**Problem statement:**
Retype the tail of the data exactly, starting at the line containing "Tag the red neckerchief" and stopping at the last line.

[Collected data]
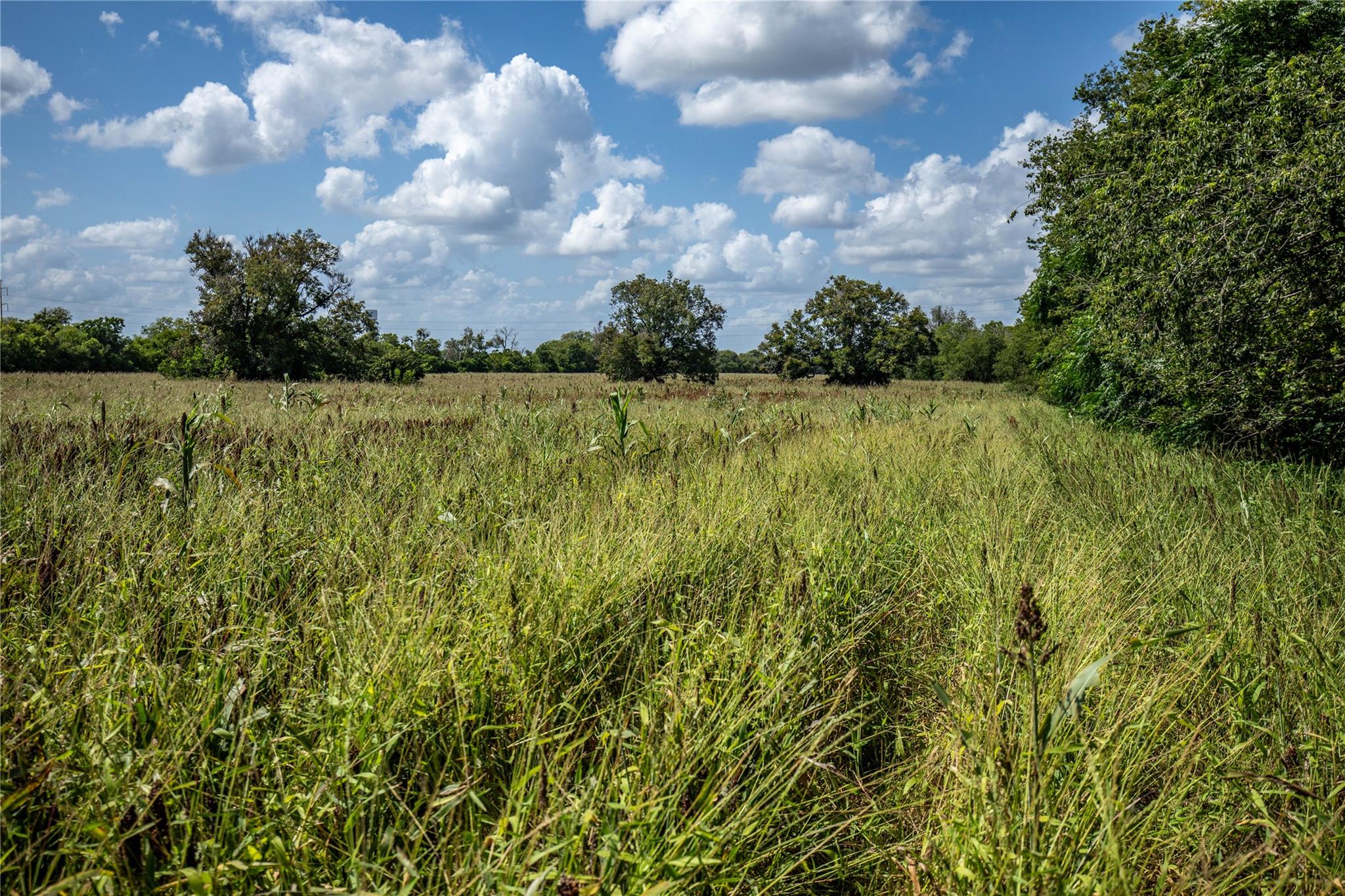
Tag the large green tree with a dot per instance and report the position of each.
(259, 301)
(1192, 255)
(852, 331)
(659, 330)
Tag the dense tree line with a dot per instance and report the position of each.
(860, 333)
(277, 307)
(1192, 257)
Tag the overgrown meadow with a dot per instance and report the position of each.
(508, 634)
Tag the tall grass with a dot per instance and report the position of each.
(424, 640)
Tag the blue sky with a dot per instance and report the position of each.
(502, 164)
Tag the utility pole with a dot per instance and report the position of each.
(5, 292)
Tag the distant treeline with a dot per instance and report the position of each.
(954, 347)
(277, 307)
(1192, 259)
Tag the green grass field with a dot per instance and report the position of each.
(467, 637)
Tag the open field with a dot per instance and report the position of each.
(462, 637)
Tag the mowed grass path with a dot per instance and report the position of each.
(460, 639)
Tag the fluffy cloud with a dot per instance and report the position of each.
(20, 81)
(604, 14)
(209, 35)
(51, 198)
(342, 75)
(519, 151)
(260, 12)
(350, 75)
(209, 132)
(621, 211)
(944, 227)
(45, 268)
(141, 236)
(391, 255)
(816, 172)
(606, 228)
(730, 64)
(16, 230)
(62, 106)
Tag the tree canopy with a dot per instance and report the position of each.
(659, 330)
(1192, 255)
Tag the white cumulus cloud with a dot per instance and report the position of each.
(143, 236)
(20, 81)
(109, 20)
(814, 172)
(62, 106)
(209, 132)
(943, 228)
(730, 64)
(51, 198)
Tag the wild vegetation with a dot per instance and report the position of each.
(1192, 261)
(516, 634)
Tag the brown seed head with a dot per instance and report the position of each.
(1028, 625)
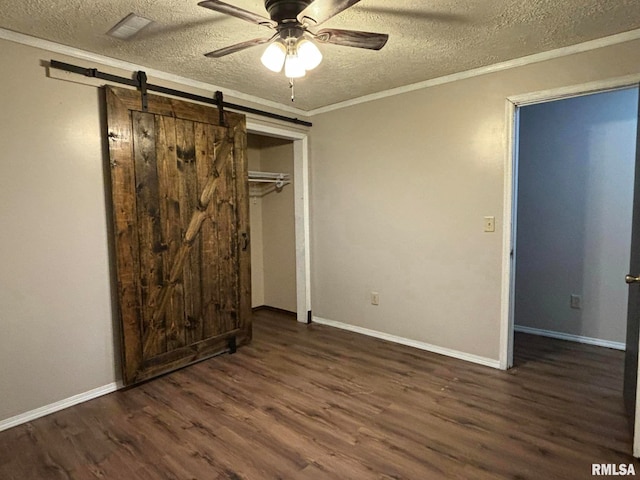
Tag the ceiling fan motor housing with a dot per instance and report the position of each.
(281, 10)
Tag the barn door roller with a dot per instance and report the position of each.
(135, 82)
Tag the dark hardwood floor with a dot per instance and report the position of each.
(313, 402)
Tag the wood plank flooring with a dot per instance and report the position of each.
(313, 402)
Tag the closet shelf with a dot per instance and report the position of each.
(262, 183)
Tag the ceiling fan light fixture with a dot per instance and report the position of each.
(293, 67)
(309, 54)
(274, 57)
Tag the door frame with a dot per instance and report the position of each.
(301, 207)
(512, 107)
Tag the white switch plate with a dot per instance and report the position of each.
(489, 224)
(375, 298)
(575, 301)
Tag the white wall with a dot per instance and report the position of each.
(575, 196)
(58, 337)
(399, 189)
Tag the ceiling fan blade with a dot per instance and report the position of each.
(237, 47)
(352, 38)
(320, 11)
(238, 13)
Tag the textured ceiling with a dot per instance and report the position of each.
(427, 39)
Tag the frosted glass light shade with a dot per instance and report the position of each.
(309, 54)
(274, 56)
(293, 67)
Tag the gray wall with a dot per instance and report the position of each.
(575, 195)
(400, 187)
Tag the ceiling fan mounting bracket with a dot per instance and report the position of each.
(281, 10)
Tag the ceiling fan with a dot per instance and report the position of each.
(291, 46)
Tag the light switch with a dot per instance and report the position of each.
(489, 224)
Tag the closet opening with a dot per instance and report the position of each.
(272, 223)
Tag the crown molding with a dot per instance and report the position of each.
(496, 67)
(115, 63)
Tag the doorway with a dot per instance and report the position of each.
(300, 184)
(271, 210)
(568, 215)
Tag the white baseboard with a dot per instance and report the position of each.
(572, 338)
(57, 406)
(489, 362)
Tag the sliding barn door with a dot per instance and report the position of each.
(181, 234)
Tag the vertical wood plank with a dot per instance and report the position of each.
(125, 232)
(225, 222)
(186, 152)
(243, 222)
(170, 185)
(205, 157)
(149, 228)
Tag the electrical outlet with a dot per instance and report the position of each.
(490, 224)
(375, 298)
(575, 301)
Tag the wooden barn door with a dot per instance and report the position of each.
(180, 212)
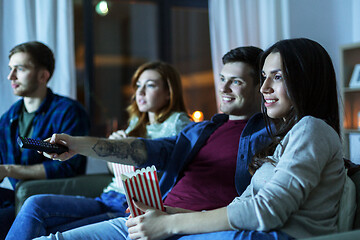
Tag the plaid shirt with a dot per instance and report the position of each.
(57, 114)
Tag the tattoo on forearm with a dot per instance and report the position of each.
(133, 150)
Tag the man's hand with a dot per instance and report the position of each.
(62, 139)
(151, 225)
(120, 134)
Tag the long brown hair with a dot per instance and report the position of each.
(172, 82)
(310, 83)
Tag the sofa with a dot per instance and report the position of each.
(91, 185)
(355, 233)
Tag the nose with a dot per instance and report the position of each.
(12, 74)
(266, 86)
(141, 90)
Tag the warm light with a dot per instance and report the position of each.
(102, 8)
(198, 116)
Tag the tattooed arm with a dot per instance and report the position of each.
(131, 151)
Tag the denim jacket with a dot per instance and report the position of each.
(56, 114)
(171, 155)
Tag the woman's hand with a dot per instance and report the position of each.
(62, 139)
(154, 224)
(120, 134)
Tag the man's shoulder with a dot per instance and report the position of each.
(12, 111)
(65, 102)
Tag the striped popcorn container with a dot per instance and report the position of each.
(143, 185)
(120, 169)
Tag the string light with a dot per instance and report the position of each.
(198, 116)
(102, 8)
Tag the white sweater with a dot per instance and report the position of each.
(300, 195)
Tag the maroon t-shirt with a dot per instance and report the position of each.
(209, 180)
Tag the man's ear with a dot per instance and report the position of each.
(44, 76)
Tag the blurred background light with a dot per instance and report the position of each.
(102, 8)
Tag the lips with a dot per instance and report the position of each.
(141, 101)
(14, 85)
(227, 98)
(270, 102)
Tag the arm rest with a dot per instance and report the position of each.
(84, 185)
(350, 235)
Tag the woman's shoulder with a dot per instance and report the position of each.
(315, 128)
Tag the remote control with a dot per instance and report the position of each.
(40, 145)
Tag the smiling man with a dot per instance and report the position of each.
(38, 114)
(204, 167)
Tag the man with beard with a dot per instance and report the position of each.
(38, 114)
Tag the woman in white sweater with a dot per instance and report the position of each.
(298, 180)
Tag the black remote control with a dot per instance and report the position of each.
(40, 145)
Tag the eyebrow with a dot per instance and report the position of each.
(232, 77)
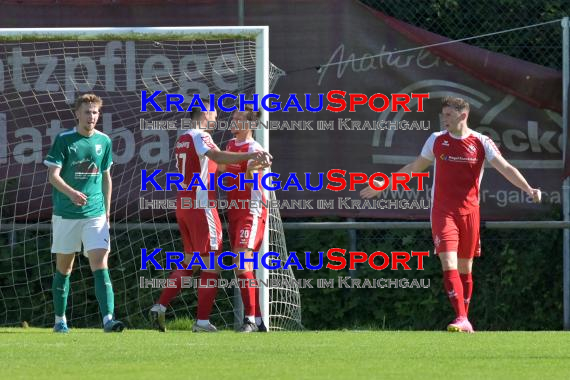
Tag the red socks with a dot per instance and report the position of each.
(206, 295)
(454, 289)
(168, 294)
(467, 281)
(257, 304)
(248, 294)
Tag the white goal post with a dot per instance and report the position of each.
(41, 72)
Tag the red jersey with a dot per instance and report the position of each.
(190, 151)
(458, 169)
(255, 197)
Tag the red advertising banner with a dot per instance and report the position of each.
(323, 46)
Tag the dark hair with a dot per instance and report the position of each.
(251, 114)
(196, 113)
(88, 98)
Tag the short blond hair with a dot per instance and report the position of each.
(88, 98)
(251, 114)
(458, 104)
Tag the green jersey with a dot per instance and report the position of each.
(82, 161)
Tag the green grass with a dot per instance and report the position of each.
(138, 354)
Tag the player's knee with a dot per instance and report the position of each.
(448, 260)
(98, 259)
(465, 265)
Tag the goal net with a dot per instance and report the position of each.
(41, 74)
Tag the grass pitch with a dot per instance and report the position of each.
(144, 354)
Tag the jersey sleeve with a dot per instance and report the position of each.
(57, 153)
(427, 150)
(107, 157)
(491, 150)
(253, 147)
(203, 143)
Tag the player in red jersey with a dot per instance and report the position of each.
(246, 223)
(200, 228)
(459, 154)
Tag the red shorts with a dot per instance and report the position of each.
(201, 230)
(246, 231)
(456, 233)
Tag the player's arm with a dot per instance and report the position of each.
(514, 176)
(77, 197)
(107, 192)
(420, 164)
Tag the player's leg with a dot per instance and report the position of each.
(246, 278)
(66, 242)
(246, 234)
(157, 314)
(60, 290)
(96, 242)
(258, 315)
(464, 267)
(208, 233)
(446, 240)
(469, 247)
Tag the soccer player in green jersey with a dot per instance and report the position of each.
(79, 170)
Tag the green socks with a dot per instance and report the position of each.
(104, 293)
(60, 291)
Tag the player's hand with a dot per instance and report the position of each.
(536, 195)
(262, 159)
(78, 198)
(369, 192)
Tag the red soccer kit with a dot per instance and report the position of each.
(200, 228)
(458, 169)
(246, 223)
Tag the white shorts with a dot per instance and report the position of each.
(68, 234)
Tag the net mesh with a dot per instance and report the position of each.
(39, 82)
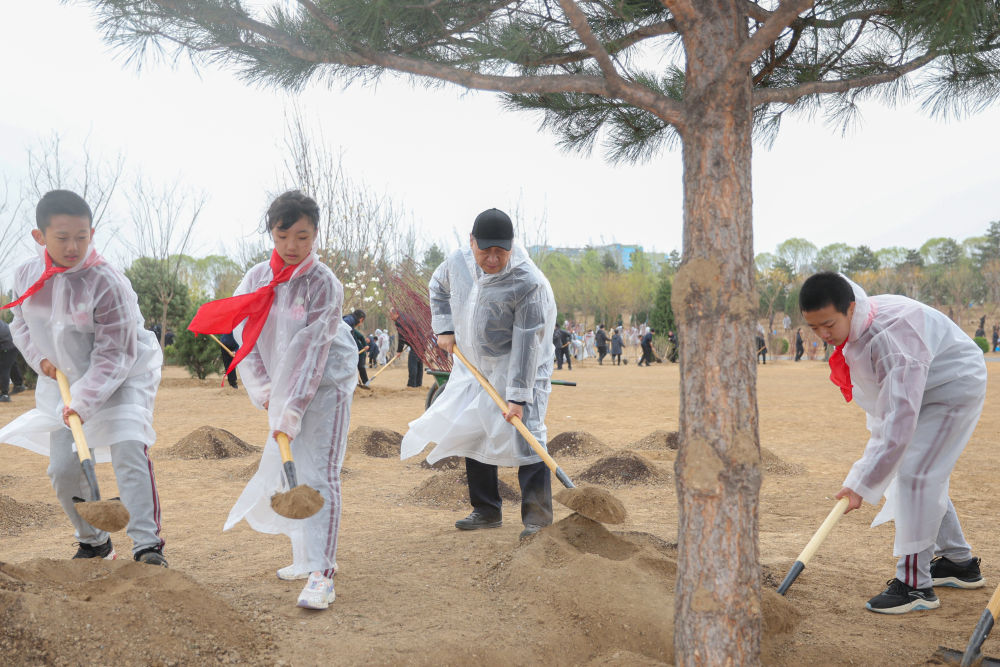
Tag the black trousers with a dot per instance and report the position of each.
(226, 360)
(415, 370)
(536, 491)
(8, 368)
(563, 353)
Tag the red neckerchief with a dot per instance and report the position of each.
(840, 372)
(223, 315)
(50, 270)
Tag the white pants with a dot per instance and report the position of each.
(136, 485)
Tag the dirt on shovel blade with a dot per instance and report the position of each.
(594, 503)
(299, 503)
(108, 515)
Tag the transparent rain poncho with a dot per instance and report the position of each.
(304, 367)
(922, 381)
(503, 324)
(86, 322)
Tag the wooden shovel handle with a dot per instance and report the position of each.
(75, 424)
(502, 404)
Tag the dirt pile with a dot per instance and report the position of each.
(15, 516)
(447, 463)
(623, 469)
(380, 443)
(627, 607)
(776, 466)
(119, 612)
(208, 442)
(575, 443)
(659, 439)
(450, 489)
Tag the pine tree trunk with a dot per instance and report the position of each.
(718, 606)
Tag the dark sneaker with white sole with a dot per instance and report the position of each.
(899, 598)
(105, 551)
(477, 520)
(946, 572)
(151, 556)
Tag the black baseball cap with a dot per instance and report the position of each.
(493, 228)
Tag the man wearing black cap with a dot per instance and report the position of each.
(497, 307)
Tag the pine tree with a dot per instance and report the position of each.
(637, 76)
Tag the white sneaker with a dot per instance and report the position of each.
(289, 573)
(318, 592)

**Task result:**
Tag the red neckerchief with a dot per instance and report the position of each.
(840, 372)
(223, 315)
(50, 270)
Tag the white pants with a dot per instance and report the position of each.
(136, 485)
Tag the dirt on shovel blade with a dot per instance and report the position of each.
(594, 503)
(299, 503)
(108, 515)
Tag the transparent rain poncho with a dot per instance and report the position of each.
(304, 367)
(922, 381)
(503, 324)
(86, 322)
Tag the wooden shovel handle with a dot per instance and report the position of each.
(75, 424)
(502, 404)
Tag the dirt pile with a dot per instance and report the position of each.
(15, 516)
(447, 463)
(623, 469)
(380, 443)
(627, 607)
(776, 466)
(119, 612)
(208, 442)
(575, 443)
(659, 439)
(450, 489)
Tag the pine tree trunk with a dot per instance and report the position of each.
(718, 606)
Tag the dark sneaker with white sole with a dot per instance and report the position of each.
(899, 598)
(105, 551)
(477, 520)
(946, 572)
(151, 556)
Tag the black baseball cap with a dot per instance and report the position of each.
(493, 228)
Tag the man wearing black cap with a dot per instance and report the position of each.
(497, 307)
Tag the pine tree with a dot per instance and report the position of each.
(637, 76)
Tag the white sneaker with a dot per instance and report the position of each.
(289, 573)
(318, 592)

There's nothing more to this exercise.